_Given records_:
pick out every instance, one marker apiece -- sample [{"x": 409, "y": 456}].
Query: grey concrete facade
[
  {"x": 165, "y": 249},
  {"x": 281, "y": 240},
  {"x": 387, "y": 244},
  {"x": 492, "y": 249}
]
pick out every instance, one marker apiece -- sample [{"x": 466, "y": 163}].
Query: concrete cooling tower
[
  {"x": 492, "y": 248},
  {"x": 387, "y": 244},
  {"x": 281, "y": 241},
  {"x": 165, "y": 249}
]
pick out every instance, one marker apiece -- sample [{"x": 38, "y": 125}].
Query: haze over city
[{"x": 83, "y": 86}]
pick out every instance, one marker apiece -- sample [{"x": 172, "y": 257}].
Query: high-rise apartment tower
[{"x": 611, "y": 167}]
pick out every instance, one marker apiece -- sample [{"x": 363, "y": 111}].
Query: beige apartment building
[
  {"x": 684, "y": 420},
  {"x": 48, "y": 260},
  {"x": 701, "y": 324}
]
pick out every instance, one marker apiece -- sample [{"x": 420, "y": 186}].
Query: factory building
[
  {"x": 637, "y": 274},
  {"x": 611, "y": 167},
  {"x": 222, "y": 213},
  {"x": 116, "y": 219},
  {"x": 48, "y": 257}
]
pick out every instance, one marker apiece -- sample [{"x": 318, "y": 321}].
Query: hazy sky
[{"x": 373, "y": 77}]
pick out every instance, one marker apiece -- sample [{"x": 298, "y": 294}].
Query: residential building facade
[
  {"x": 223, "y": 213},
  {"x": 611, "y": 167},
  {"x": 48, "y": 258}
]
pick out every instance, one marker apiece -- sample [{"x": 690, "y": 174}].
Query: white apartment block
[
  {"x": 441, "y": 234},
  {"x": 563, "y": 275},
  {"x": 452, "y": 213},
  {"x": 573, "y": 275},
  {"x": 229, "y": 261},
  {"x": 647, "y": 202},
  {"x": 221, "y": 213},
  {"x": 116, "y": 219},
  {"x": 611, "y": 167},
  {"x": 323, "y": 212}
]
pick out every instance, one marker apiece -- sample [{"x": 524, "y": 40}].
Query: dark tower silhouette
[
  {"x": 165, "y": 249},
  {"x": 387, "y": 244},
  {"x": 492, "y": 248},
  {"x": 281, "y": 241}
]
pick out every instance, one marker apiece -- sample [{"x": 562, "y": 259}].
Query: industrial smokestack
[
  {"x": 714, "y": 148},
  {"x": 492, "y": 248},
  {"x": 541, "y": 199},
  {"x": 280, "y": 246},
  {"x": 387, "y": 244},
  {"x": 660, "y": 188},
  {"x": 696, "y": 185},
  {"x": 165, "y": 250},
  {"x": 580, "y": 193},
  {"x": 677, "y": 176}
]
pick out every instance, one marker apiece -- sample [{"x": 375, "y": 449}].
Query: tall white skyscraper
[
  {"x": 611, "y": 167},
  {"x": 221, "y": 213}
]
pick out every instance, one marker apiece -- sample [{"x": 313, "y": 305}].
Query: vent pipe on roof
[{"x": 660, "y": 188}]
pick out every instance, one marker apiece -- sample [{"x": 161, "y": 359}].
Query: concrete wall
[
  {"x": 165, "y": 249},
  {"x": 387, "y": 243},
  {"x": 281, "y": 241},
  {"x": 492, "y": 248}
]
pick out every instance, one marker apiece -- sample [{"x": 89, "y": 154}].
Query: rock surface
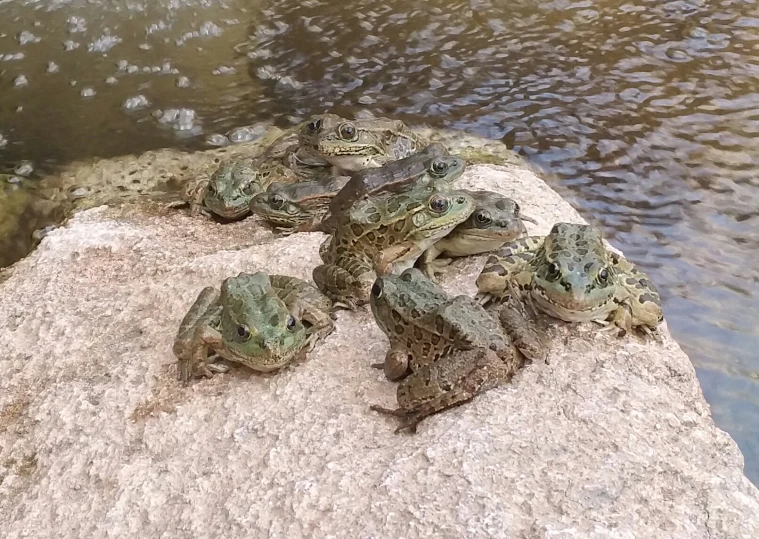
[{"x": 613, "y": 438}]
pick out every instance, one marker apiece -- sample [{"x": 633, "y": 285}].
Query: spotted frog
[
  {"x": 352, "y": 145},
  {"x": 447, "y": 349},
  {"x": 262, "y": 321},
  {"x": 298, "y": 207},
  {"x": 384, "y": 234},
  {"x": 571, "y": 275},
  {"x": 430, "y": 166},
  {"x": 229, "y": 190},
  {"x": 495, "y": 221}
]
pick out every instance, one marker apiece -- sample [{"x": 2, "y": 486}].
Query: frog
[
  {"x": 495, "y": 221},
  {"x": 352, "y": 145},
  {"x": 383, "y": 234},
  {"x": 428, "y": 166},
  {"x": 571, "y": 275},
  {"x": 444, "y": 349},
  {"x": 229, "y": 190},
  {"x": 298, "y": 207},
  {"x": 295, "y": 148},
  {"x": 259, "y": 320}
]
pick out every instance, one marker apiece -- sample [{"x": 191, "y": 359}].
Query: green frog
[
  {"x": 571, "y": 275},
  {"x": 228, "y": 192},
  {"x": 299, "y": 207},
  {"x": 429, "y": 166},
  {"x": 495, "y": 221},
  {"x": 384, "y": 234},
  {"x": 447, "y": 349},
  {"x": 352, "y": 145},
  {"x": 262, "y": 321}
]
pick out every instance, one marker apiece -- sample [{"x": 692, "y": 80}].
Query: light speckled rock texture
[{"x": 613, "y": 438}]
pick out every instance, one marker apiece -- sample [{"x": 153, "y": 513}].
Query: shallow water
[{"x": 644, "y": 110}]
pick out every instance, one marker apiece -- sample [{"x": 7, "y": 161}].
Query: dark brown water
[{"x": 647, "y": 112}]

_Instructions for the task_:
Set down the data above verbatim, omitting every image.

_Task solution_:
pick out every instance, one marker apiece -- sample [{"x": 409, "y": 456}].
Query: grey concrete facade
[
  {"x": 165, "y": 249},
  {"x": 281, "y": 240},
  {"x": 387, "y": 244},
  {"x": 492, "y": 249}
]
pick out every instance, one marker apiece -- sample [{"x": 466, "y": 163}].
Query: concrete cooling tower
[
  {"x": 492, "y": 248},
  {"x": 387, "y": 244},
  {"x": 281, "y": 241},
  {"x": 165, "y": 249}
]
pick out every instance, one marker apiece -- sample [{"x": 38, "y": 125}].
Query: haze over city
[{"x": 83, "y": 86}]
pick out every instance, one marker apiece -- sample [{"x": 172, "y": 257}].
Query: high-rise apartment tower
[{"x": 611, "y": 167}]
pick out every instance, one marker apiece -- sample [{"x": 363, "y": 111}].
Query: beige apartment building
[
  {"x": 684, "y": 420},
  {"x": 48, "y": 260},
  {"x": 701, "y": 324}
]
pick out every instance, one marker apiece -- sample [{"x": 420, "y": 186}].
Query: factory building
[
  {"x": 637, "y": 274},
  {"x": 611, "y": 167},
  {"x": 222, "y": 213},
  {"x": 116, "y": 219},
  {"x": 48, "y": 257}
]
pick out every instance, one marker apiece -- sample [{"x": 318, "y": 321}].
Query: hazy sky
[{"x": 373, "y": 77}]
pick out every instance, one marker apiece -- sample [{"x": 298, "y": 294}].
Query: residential building facade
[
  {"x": 223, "y": 213},
  {"x": 611, "y": 167},
  {"x": 48, "y": 258}
]
pick out every instance, one marker apiece -- sample [{"x": 690, "y": 174}].
Query: white apartment block
[
  {"x": 441, "y": 234},
  {"x": 563, "y": 275},
  {"x": 452, "y": 213},
  {"x": 573, "y": 275},
  {"x": 229, "y": 261},
  {"x": 647, "y": 202},
  {"x": 221, "y": 213},
  {"x": 116, "y": 219},
  {"x": 611, "y": 167},
  {"x": 323, "y": 212}
]
pick out every instance, one marker apiece -- sample [{"x": 524, "y": 40}].
Query: dark tower silhouette
[
  {"x": 165, "y": 249},
  {"x": 387, "y": 244},
  {"x": 492, "y": 248},
  {"x": 281, "y": 241}
]
pick out every instance, one marker apiece -- sample [{"x": 562, "y": 259}].
Query: industrial smokestack
[
  {"x": 714, "y": 148},
  {"x": 492, "y": 248},
  {"x": 541, "y": 199},
  {"x": 280, "y": 246},
  {"x": 387, "y": 244},
  {"x": 660, "y": 188},
  {"x": 696, "y": 185},
  {"x": 165, "y": 250},
  {"x": 580, "y": 193},
  {"x": 677, "y": 176}
]
pick out every instance, one marker apiece -- sample [{"x": 375, "y": 449}].
Query: tall white skyscraper
[
  {"x": 611, "y": 167},
  {"x": 221, "y": 213}
]
pick out every instance, one marker apiece -- sample [{"x": 313, "y": 305}].
Query: vent pipe on roof
[{"x": 660, "y": 188}]
pick out every instance, one marker apiece -- sample [{"x": 161, "y": 359}].
Query: concrete wall
[
  {"x": 165, "y": 249},
  {"x": 387, "y": 243},
  {"x": 281, "y": 241},
  {"x": 492, "y": 248}
]
pick out every instance, one marker apiece -- sample [{"x": 89, "y": 154}].
Query: rock surface
[{"x": 613, "y": 438}]
pick out every instance, one marker apiece -- sample [{"x": 633, "y": 285}].
Query: spotted frog
[
  {"x": 352, "y": 145},
  {"x": 447, "y": 349},
  {"x": 262, "y": 321},
  {"x": 298, "y": 207},
  {"x": 384, "y": 234},
  {"x": 571, "y": 275},
  {"x": 430, "y": 166},
  {"x": 229, "y": 190},
  {"x": 495, "y": 221}
]
pick out every instance, one marker apiece -- sample [{"x": 2, "y": 486}].
Query: frog
[
  {"x": 495, "y": 221},
  {"x": 352, "y": 145},
  {"x": 383, "y": 234},
  {"x": 428, "y": 166},
  {"x": 571, "y": 275},
  {"x": 444, "y": 349},
  {"x": 229, "y": 190},
  {"x": 298, "y": 207},
  {"x": 295, "y": 148},
  {"x": 259, "y": 320}
]
pick out every instance, one marker apiece -- sample [{"x": 191, "y": 359}].
Query: green frog
[
  {"x": 571, "y": 275},
  {"x": 228, "y": 192},
  {"x": 299, "y": 207},
  {"x": 429, "y": 166},
  {"x": 495, "y": 221},
  {"x": 384, "y": 234},
  {"x": 447, "y": 349},
  {"x": 352, "y": 145},
  {"x": 262, "y": 321}
]
pick out every instance, one marker apiece -- sample [{"x": 692, "y": 80}].
Query: light speckled rock texture
[{"x": 613, "y": 438}]
pick out every instance, one marker apiece -- sample [{"x": 153, "y": 513}].
Query: shallow water
[{"x": 644, "y": 110}]
pick out every instance, one marker apiece -- sample [{"x": 7, "y": 161}].
Query: dark brown water
[{"x": 647, "y": 112}]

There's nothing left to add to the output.